• [Obiettivo a]
Restituisci come lista JSON di stringhe, una per riga e senza le righe vuote, le righe delle voci riportate più sotto, a partire dalla riga che contiene "Please place a point on the baseball" e proseguendo fino alla riga che contiene "Please place a point on the crowd", entrambe incluse.

Il RINa da parte sua ha già certificato che il bacinone – 350 metri di lunghezza, 56 di larghezza, portata massima 30 mila Tsl – potrebbe essere la soluzione per un’area marittima che va da Civitavecchia a La Spezia proprio per le grandi navi da crociera. Al Muggiano, i lavori svolti di recente sul cruiser “Europa” di Hapag Lloyd (198 metri di lunghezza per 24 di larghezza, poco più di 24 mila Tsl) hanno fatto dire al presidente dell’Authority Forcieri, come si legge a fianco, che questo potrebbe essere il nuovo business spezzino. In sostanza, sullo stesso osso si rischia di finirci almeno in due nel raggio di poche decine di miglia.

• [Materiali dell'esercizio]
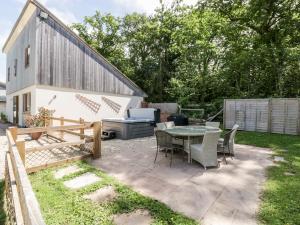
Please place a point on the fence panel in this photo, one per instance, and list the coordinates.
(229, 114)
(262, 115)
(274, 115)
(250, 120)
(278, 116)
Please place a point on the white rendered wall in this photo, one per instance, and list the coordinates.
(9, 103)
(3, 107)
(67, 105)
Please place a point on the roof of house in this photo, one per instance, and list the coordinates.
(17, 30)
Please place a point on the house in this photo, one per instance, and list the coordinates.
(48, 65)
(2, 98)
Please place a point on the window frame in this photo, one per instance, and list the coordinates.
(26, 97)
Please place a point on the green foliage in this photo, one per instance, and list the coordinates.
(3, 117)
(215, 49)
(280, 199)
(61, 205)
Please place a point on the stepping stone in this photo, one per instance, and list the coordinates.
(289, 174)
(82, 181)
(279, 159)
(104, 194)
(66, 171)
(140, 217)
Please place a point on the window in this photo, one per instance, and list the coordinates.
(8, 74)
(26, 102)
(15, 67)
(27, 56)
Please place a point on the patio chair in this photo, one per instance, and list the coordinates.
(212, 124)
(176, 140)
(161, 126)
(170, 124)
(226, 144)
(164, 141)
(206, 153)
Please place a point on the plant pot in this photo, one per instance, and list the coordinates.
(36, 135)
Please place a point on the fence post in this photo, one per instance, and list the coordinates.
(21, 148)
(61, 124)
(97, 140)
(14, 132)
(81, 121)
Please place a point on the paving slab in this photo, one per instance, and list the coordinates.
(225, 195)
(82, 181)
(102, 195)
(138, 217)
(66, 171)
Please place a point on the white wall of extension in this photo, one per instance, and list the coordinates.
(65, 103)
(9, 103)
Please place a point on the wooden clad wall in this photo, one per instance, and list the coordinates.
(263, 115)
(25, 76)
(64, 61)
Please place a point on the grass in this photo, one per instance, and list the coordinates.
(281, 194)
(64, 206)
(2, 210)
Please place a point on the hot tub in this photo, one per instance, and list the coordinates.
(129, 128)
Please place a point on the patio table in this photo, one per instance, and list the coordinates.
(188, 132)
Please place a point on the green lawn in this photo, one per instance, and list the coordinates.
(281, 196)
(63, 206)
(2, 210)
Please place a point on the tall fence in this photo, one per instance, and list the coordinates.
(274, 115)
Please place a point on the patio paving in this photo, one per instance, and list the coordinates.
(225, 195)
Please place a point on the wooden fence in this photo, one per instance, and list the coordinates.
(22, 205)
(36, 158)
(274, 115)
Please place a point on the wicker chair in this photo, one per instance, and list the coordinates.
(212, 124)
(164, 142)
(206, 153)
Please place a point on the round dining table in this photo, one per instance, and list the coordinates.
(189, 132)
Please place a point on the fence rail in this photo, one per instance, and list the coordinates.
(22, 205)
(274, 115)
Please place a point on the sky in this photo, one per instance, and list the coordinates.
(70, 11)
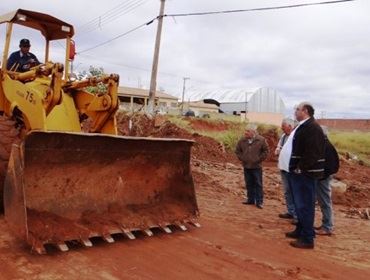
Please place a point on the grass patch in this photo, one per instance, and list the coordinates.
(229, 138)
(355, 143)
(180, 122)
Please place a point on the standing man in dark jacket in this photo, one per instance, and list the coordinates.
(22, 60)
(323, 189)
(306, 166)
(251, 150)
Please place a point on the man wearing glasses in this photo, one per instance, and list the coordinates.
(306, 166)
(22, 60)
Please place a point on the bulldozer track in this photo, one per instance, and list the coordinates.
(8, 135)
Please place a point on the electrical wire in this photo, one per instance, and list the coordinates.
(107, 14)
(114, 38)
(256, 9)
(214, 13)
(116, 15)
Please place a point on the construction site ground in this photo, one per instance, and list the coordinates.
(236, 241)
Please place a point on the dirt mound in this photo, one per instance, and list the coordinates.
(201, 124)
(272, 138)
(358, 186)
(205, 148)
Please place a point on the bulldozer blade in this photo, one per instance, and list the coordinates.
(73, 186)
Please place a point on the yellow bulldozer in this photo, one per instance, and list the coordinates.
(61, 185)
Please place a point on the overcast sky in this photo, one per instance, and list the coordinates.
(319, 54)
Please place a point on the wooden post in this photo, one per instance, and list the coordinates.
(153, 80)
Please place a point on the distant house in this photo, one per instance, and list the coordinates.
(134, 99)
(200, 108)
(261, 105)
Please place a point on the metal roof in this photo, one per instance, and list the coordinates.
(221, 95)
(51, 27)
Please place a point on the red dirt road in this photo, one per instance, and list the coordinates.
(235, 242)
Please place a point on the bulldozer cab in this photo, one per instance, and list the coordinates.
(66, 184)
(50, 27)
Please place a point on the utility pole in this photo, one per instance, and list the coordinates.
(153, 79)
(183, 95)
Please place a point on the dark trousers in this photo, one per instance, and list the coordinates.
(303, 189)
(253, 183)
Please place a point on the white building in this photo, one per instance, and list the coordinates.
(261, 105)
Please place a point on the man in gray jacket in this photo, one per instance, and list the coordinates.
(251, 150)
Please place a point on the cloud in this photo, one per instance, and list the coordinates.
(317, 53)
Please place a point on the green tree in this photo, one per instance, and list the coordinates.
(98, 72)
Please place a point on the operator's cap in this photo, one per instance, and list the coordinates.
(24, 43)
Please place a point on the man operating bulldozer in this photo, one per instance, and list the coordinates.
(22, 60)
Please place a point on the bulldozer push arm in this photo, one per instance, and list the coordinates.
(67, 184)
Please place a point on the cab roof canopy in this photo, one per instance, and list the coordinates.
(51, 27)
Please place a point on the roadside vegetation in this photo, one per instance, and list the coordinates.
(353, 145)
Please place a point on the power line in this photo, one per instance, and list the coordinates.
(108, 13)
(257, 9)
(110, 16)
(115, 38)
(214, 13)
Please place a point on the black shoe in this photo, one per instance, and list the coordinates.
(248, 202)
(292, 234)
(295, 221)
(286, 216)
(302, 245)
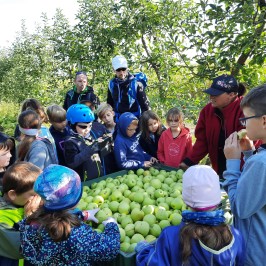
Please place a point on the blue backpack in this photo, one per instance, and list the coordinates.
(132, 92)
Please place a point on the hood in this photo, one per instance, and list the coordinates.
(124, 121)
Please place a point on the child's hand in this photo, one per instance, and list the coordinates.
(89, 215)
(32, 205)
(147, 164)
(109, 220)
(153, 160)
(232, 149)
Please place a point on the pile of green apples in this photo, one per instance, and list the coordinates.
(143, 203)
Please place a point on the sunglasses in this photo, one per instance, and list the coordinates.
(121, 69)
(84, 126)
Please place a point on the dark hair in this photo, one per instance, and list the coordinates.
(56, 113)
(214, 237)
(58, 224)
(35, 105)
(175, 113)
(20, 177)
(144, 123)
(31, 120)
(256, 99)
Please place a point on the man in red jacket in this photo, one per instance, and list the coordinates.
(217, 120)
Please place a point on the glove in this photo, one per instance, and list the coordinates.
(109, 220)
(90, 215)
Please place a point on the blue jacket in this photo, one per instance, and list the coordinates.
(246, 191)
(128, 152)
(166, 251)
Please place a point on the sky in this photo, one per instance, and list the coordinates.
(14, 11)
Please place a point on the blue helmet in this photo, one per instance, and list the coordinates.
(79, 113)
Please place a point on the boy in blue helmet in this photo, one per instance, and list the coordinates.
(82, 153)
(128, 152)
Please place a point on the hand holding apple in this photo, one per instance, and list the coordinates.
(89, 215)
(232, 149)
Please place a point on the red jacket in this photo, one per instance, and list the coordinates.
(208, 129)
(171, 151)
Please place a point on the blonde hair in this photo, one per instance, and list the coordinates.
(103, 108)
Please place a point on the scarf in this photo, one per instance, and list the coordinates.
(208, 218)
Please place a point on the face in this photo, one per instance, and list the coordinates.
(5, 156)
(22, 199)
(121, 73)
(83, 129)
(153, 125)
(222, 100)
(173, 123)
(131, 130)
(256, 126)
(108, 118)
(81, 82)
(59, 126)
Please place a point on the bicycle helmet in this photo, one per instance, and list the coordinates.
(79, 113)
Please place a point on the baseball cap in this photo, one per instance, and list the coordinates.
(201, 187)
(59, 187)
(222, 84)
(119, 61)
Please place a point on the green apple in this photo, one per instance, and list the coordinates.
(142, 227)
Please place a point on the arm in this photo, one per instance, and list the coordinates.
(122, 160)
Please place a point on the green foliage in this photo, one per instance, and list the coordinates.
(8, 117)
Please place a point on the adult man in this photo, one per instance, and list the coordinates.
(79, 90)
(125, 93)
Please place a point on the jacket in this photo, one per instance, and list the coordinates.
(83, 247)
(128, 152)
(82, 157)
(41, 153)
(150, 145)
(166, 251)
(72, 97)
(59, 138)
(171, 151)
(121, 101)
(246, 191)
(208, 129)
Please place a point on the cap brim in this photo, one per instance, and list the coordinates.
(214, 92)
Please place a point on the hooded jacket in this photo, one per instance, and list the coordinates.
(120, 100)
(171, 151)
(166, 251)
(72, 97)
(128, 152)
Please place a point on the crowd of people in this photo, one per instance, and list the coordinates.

==

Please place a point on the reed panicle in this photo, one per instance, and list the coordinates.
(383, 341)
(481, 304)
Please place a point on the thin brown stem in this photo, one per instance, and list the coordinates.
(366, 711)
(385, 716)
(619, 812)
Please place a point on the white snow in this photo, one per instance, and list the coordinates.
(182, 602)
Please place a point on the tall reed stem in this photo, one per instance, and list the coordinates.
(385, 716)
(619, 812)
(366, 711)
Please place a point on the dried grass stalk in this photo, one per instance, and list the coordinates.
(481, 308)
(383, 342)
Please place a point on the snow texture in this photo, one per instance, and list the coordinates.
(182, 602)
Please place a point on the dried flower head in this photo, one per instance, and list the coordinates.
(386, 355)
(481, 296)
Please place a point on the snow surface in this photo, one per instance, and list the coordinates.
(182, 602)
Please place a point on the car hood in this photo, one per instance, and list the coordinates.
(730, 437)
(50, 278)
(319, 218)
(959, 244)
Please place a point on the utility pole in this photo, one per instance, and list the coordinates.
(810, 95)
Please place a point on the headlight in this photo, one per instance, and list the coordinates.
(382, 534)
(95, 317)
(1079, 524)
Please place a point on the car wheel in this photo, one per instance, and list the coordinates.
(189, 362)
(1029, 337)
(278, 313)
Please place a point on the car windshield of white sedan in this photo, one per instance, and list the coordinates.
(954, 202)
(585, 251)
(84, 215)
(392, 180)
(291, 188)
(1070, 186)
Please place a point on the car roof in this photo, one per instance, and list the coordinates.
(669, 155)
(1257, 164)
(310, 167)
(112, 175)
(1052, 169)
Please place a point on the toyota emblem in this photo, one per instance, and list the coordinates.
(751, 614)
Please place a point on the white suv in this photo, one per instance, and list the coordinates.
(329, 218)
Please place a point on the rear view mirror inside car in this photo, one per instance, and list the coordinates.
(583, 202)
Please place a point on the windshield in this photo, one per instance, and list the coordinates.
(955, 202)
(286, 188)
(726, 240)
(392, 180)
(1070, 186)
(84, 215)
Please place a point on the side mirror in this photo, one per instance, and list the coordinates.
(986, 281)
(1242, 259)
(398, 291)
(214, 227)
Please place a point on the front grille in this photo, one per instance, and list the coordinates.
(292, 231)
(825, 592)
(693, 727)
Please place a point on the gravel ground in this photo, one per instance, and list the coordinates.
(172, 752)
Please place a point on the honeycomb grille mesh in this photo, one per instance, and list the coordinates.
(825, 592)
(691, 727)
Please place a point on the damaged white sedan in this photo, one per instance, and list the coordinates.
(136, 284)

• [Obiettivo b]
Stampa senza modifiche il passo del testo sul bacinone, partendo da "Il RINa da parte" e proseguendo fino a "decine di miglia.".

• [Risposta finale a]
[
  "Please place a point on the baseball cap in this photo, one per instance, and list the coordinates.",
  "(201, 187)",
  "(59, 187)",
  "(222, 84)",
  "(119, 61)",
  "Please place a point on the green apple in this photo, one per instance, and list the coordinates.",
  "(142, 227)",
  "Please place a point on the arm in this photo, one per instance, and list the coordinates.",
  "(122, 160)",
  "Please place a point on the green foliage in this photo, one per instance, and list the coordinates.",
  "(8, 117)",
  "Please place a point on the adult man in this photo, one per instance, and list the coordinates.",
  "(79, 90)",
  "(125, 93)",
  "Please place a point on the jacket in this photo, one per instance, and list the coordinates.",
  "(83, 247)",
  "(128, 152)",
  "(82, 157)",
  "(41, 153)",
  "(150, 145)",
  "(166, 251)",
  "(72, 97)",
  "(59, 138)",
  "(171, 151)",
  "(121, 101)",
  "(246, 191)",
  "(208, 129)",
  "Please place a point on the cap brim in this photo, one per instance, and list the coordinates.",
  "(214, 92)",
  "Please place a point on the hooded jacket in this photo, one per instance, and list the coordinates.",
  "(120, 100)",
  "(171, 151)",
  "(166, 251)",
  "(72, 97)",
  "(128, 152)",
  "Please place a point on the crowd of people in this photo, one per instance, and list the coordinates."
]

• [Risposta finale b]
Il RINa da parte sua ha già certificato che il bacinone – 350 metri di lunghezza, 56 di larghezza, portata massima 30 mila Tsl – potrebbe essere la soluzione per un’area marittima che va da Civitavecchia a La Spezia proprio per le grandi navi da crociera. Al Muggiano, i lavori svolti di recente sul cruiser “Europa” di Hapag Lloyd (198 metri di lunghezza per 24 di larghezza, poco più di 24 mila Tsl) hanno fatto dire al presidente dell’Authority Forcieri, come si legge a fianco, che questo potrebbe essere il nuovo business spezzino. In sostanza, sullo stesso osso si rischia di finirci almeno in due nel raggio di poche decine di miglia.